(Position identification entries)
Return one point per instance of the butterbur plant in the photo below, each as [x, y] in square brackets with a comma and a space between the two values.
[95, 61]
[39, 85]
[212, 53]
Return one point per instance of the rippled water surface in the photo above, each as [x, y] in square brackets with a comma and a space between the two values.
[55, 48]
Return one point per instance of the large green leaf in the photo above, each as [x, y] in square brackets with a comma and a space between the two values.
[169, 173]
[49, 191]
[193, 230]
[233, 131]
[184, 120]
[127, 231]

* REQUEST: Copy out each of the entries above word for word, with no changes.

* CORRECT OUTPUT:
Return one point per instance of the butterbur plant in the photo below, each as [x, y] in square brackets with a comma and a space between the two values.
[95, 61]
[39, 85]
[212, 53]
Return one point per instance of the rippled water surface in the photo above, each as [x, y] in square brackets with a comma and a space between the two values.
[55, 48]
Return one point per instance of the large green leaf in the photo above, each as [x, y] in square brackets with a comma and a space between the two values.
[169, 173]
[49, 191]
[193, 230]
[233, 131]
[184, 120]
[127, 231]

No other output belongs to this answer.